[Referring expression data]

[Start of section]

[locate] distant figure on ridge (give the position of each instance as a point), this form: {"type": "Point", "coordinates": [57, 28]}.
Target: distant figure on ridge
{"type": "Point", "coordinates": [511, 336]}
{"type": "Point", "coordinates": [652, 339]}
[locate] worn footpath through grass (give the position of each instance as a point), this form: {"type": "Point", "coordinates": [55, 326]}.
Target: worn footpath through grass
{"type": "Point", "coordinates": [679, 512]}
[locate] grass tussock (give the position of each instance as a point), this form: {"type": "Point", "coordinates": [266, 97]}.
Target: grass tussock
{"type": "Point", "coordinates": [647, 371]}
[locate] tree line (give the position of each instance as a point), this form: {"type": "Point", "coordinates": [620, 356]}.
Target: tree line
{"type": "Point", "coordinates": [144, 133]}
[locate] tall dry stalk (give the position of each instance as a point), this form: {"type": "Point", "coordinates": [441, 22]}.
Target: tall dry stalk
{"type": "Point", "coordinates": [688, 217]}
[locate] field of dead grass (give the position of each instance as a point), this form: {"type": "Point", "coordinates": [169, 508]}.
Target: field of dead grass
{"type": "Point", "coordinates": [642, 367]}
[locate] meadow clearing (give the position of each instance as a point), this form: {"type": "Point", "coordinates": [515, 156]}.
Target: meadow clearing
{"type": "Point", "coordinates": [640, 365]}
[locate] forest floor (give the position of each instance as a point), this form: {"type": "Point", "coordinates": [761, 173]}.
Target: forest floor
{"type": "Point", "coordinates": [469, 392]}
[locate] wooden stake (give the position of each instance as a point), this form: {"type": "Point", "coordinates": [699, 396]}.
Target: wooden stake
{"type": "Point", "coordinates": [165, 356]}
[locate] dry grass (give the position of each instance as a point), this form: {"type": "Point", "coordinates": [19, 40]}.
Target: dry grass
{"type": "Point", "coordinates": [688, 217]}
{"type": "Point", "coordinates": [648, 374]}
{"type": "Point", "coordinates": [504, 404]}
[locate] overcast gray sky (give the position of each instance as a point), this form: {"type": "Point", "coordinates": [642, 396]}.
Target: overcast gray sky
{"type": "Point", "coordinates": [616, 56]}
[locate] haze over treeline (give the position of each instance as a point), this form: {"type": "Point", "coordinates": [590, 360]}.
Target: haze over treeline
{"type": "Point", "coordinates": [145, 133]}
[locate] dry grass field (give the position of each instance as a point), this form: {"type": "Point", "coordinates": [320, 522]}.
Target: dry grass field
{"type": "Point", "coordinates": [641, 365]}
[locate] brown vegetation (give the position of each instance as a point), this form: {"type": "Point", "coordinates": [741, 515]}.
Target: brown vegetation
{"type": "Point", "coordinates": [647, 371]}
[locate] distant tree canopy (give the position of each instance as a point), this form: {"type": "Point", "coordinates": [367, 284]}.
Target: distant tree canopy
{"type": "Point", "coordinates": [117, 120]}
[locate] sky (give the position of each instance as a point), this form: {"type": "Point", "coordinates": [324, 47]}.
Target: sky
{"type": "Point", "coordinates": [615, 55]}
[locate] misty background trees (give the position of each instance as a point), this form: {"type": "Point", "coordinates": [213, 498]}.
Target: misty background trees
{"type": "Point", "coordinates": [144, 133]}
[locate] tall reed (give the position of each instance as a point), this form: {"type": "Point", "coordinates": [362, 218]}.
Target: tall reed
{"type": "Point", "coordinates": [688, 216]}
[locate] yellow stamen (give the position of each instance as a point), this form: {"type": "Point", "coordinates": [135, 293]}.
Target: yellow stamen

[End of section]

WHAT YOU ARE ASKED TO DO: The task here is to output the line with "[locate] yellow stamen" and all lines after it to the end of the records above, exactly and only those.

SOLUTION TO THE PROBLEM:
[locate] yellow stamen (give the position of each instance as a point), this form: {"type": "Point", "coordinates": [135, 293]}.
Target: yellow stamen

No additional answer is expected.